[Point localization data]
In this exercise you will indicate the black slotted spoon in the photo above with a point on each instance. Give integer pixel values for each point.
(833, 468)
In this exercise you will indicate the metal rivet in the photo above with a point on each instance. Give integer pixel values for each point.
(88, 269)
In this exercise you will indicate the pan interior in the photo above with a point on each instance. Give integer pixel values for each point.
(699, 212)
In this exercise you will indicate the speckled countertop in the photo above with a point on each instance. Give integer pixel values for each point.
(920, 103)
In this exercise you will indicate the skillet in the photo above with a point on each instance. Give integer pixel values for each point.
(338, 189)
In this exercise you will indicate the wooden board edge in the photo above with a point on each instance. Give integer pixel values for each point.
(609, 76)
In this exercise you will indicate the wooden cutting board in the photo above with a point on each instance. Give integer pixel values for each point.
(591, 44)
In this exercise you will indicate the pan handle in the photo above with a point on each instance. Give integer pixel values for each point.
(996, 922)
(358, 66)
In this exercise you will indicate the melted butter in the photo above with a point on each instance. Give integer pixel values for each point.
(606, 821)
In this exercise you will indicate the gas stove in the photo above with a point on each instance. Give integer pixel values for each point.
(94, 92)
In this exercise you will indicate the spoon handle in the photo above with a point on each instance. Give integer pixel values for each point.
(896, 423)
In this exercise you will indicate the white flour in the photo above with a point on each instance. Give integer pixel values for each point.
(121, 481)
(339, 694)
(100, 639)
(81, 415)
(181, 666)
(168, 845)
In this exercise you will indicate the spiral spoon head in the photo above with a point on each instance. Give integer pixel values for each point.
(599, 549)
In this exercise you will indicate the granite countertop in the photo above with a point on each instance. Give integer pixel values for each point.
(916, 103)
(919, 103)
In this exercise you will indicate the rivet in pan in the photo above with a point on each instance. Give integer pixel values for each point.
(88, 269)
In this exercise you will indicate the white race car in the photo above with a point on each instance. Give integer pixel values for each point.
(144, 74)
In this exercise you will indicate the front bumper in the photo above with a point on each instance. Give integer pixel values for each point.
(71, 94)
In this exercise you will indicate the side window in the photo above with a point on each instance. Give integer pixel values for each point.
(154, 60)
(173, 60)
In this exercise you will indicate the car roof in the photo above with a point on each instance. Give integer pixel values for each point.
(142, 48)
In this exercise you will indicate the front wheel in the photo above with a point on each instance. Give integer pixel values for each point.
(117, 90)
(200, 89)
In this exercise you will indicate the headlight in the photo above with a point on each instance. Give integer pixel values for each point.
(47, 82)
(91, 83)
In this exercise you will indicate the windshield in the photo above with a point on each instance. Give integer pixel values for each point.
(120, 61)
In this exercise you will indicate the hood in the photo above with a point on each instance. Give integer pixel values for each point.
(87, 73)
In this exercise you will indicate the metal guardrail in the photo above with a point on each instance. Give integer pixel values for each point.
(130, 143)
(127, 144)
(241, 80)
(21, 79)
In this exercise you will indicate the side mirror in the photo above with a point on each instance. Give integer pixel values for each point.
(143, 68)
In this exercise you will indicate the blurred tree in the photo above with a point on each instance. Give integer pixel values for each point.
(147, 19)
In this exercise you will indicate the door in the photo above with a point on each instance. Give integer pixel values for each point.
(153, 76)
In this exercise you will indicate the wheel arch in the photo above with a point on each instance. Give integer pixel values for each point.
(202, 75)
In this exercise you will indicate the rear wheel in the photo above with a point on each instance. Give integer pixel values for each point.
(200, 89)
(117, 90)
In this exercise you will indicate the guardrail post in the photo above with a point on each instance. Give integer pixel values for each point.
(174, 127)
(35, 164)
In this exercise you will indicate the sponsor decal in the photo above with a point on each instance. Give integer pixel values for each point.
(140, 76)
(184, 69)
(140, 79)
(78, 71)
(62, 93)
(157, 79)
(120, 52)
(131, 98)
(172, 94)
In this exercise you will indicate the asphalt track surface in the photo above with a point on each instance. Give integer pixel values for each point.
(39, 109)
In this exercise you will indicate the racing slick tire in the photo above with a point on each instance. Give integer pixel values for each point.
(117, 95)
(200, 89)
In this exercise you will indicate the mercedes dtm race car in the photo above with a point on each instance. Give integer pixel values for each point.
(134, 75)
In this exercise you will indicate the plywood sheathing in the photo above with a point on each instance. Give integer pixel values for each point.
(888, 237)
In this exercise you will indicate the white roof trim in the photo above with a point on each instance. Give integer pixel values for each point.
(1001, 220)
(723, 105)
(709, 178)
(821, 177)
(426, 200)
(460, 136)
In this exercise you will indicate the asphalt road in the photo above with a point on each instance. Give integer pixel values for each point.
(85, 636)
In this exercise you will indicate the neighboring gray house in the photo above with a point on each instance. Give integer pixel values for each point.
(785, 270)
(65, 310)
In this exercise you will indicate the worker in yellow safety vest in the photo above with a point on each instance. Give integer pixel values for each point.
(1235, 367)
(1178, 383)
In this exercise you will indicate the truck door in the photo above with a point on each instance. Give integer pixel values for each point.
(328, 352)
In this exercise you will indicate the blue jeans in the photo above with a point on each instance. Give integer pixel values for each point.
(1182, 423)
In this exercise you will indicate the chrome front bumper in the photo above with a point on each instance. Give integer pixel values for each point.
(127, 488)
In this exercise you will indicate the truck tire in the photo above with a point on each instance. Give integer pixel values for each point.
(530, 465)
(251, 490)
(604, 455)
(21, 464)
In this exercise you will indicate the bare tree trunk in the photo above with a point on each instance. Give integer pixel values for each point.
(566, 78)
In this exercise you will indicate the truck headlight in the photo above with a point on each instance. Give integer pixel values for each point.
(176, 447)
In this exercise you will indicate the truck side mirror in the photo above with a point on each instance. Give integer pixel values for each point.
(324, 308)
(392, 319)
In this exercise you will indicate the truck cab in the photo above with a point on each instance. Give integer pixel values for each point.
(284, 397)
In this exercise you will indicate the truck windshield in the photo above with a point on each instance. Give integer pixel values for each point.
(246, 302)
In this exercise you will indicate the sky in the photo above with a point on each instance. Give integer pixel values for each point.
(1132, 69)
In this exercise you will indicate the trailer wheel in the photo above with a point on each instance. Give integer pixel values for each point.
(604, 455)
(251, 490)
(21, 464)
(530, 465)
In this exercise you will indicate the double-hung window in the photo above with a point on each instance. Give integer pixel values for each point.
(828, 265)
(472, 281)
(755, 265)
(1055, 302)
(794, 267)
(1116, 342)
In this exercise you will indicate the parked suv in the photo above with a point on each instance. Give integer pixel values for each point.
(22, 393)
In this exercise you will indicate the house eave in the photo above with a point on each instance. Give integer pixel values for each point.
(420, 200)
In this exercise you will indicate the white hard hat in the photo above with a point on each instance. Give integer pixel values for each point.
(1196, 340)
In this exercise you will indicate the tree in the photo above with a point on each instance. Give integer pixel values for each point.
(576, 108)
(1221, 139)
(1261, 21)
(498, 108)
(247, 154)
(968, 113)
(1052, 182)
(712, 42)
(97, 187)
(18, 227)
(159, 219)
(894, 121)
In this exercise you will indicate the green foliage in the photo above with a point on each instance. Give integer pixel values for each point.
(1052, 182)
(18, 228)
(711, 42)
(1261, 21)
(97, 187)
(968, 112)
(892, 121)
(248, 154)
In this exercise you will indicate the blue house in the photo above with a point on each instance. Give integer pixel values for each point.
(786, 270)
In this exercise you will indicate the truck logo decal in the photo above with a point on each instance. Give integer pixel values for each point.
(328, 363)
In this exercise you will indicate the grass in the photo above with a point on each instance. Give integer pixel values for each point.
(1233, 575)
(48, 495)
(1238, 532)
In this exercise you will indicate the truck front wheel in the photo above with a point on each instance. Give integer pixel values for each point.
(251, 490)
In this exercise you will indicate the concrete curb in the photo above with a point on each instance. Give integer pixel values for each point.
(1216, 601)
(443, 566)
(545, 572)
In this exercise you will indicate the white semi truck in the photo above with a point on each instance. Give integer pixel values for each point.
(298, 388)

:: What you have to do ::
Write the records again exactly as they stand.

:: Task solution ::
In this exercise you will indicate the black slotted spoon in the photo above with a point on each instance. Give integer pixel values for each point.
(833, 468)
In this exercise you will indicate the metal rivet in the photo above with a point on each instance. Give integer pixel values for each point.
(88, 269)
In this exercise you will indicate the pan interior in the photo above with a point on each instance. Give integer pixel values for each point.
(699, 212)
In this exercise you will indicate the speckled countertop in the photo above with a point on each instance. Give integer pixel values for each point.
(920, 103)
In this exercise you will indicate the skillet in the photo above with a point on each instance. Give integer pixel values for each point.
(338, 189)
In this exercise you will indicate the wooden board edge in the photo above with a point on each instance. Give integer pixel values for each point.
(609, 76)
In this exercise you will indicate the wooden cutting board in the photo above with a point on each instance. Give integer pixel values for each point.
(591, 44)
In this exercise you will indicate the pan handle in the photo above with a point on each instance. Give integer pixel values for each point.
(996, 922)
(358, 66)
In this exercise you will indicate the melted butter in the photo above with a point on each instance. Give integer pixel values for each point.
(606, 821)
In this exercise you will indicate the gas stove in the photo above with a point on each instance. Give integer pixel values for each point.
(94, 92)
In this exercise you will indicate the spoon handle in the photo above with a point on each instance. Give integer pixel values for each point.
(896, 423)
In this exercise you will indicate the white flour in the photo above with a point on each instance. Give integer pixel values for each point.
(121, 481)
(339, 694)
(100, 639)
(81, 415)
(181, 666)
(168, 845)
In this exercise you will indicate the spiral spoon head in the photo above with a point on each instance. Give integer pixel values for each point.
(599, 549)
In this exercise you will indicate the granite countertop in the photo above with a point on each instance. Give integer pixel values for each point.
(916, 103)
(919, 103)
In this exercise you will indicate the rivet in pan in the photo above with a point on each instance. Give integer pixel values for each point.
(88, 269)
In this exercise you will indicate the white race car in the photo above with a point on each instance. Give integer pixel values for each point.
(144, 74)
In this exercise you will indicate the front bumper in the photo above with a point on each instance. Give integer pixel values for each point.
(71, 94)
In this exercise you will indicate the side window in the photo above with a point on each instance. Give integer pixel values for each point.
(154, 60)
(173, 60)
In this exercise you will indicate the car roof in the photo above with a point on each instance. Give integer pixel values for each point.
(142, 48)
In this exercise you will indicate the front wheel in the photo above with a point on each instance. Give integer pixel values for each point.
(117, 90)
(200, 89)
In this exercise you will indicate the headlight in the photo above with a point on each instance. Give integer pixel values for each point.
(47, 82)
(91, 83)
In this exercise you will indicate the windshield in the photo above with a point on each instance. Give integer pixel values for each point.
(120, 61)
In this exercise you will indicate the hood in the photo above with a point on each instance. Give integer pixel values for each point.
(87, 73)
In this exercise you will indicate the metal guardrail in the photo above with a point on each instance. Give integer pixel values for each point.
(130, 143)
(127, 144)
(241, 80)
(21, 79)
In this exercise you will indicate the side mirror in the photo above with a point on each instance. Give integer pixel values for each point.
(143, 68)
In this exercise you will indicate the blurred tree in the photo above with a point on each instance. Give integer pixel values for each point.
(147, 19)
In this exercise you will indicate the door in the photo above with a point on each instance. Give integer pixel values for each point.
(153, 76)
In this exercise you will indicate the wheel arch in the photo above with a point on each instance. Give integer pixel values for each point.
(202, 75)
In this exercise you will indicate the rear wheel in the photo above with a point on each instance. Give integer pixel values for each point.
(200, 89)
(117, 90)
In this exercise you will indicate the guardrail post in the photo above with a point on each instance. Give integer pixel values for each point.
(174, 127)
(35, 164)
In this exercise you will indicate the sponsor decal in the photo above with a point on each instance. Give integer pixel values for each point.
(140, 76)
(184, 69)
(140, 79)
(78, 71)
(62, 93)
(157, 79)
(120, 52)
(131, 98)
(172, 94)
In this exercise you will indicate the asphalt track surface in the photo above with a point on each instance. Give integer pixel values for each point.
(39, 109)
In this exercise you will indicate the racing slick tire in the photo above with a point on each instance. Give integer pixel values for each point.
(117, 95)
(200, 89)
In this exercise you will indicate the mercedes dtm race car in the photo above with a point on each instance. Give integer pixel values for each point.
(134, 75)
In this exercise you will indicate the plywood sheathing in the photo above with a point on each instance. Give integer pixel values for each point.
(888, 237)
In this exercise you will indicate the white roof trim in the photo above with a point on each instance. Give integer pixel values for each point.
(1001, 220)
(723, 105)
(709, 178)
(821, 177)
(426, 200)
(460, 136)
In this exercise you will indicate the asphalt road in the photo above with a point on each instance. Give integer pixel values for each point.
(85, 636)
In this exercise you will indicate the neighboring gray house in the photo above with a point on each instance. Give integer pixel values for each point.
(785, 270)
(65, 310)
In this exercise you will indicate the worker in yellow safety vest in the photo above with a point on each instance. Give integer pixel values for each point.
(1235, 367)
(1178, 383)
In this exercise you will indicate the truck door in the photo above with a point on each instance. Give integer pixel values for each point.
(328, 352)
In this exercise you will indicate the blue jeans in the photo above with a point on each instance. Give integer pixel values for each point.
(1182, 423)
In this exercise you will indicate the chrome front bumper in the photo above with a point on each instance. Give integer pixel values for each point.
(127, 488)
In this exercise you will indicate the truck tire in the photo above with a point on each instance. Give integer pixel values for each point.
(530, 465)
(251, 490)
(604, 455)
(21, 464)
In this exercise you will indicate the bare tree trunk in the photo above with a point on each instance. Give integer pixel values for each point.
(566, 78)
In this exercise you will indicate the truck headlight in the photo above with a point on each instance. Give integer pixel values for each point.
(176, 447)
In this exercise you will indicate the truck side mirror in the photo above with a point on each instance. Give integer pixel values for each point.
(324, 308)
(392, 319)
In this exercise you will indicate the truck cab in the photo above with a point on each instance. Give integer pixel values for each point.
(284, 397)
In this exercise you will indicate the truck windshield in the photo above with a point on each instance. Give integer pixel values for each point.
(246, 302)
In this exercise you will indicate the sky in the photo above with a point on each instance. Give integer pixel values for each point.
(1132, 69)
In this exercise you will indicate the trailer wheel in the photo above with a point on each instance. Give integer pixel values for each point.
(604, 455)
(251, 490)
(21, 464)
(530, 465)
In this exercise you will indicate the double-hung window in the photo above with a point on each instance. Give integer pixel values for each point.
(828, 265)
(472, 281)
(755, 265)
(1055, 302)
(794, 267)
(1116, 342)
In this exercise you will indicate the parked suv in the photo above with a point on each instance. Give integer pixel values for each point.
(22, 393)
In this exercise you will indicate the house eave in the photo above with a point on each instance. Give integer pixel values for each point.
(420, 200)
In this exercise you will indicate the white hard hat in the photo above with a point on each instance. Give integer pixel values for each point.
(1196, 340)
In this exercise you will indicate the tree in the photo above with a point on each instance. Give integer pixel values for each point.
(576, 108)
(1221, 139)
(1261, 21)
(498, 108)
(247, 154)
(968, 113)
(1052, 182)
(712, 42)
(97, 187)
(18, 227)
(159, 219)
(894, 121)
In this exercise you will indicate the green foliage in the photo above with a point on each instance. Give integer pixel values for each point.
(1052, 182)
(18, 228)
(711, 42)
(1261, 21)
(97, 187)
(968, 112)
(892, 121)
(248, 154)
In this exercise you will indicate the blue house in the photo above with a point on each instance. Give integer pixel values for each point.
(786, 270)
In this exercise you will indicate the truck logo decal in the photo above with a point on each instance. Give integer pixel values for each point.
(328, 363)
In this exercise you will indicate the grass in the photo above with a point on each instance. Give integer pixel values for each point.
(1233, 575)
(48, 495)
(1238, 532)
In this exercise you will indicate the truck front wheel in the photo above with a point on each instance. Give integer pixel values for each point.
(251, 490)
In this exercise you will indicate the concrete curb in the photo above with a point on each instance. Give integer pixel values for each point.
(1216, 601)
(443, 566)
(545, 572)
In this exercise you will indicate the white semi truck in the photo above with a point on each instance. Give integer pixel values for each point.
(298, 388)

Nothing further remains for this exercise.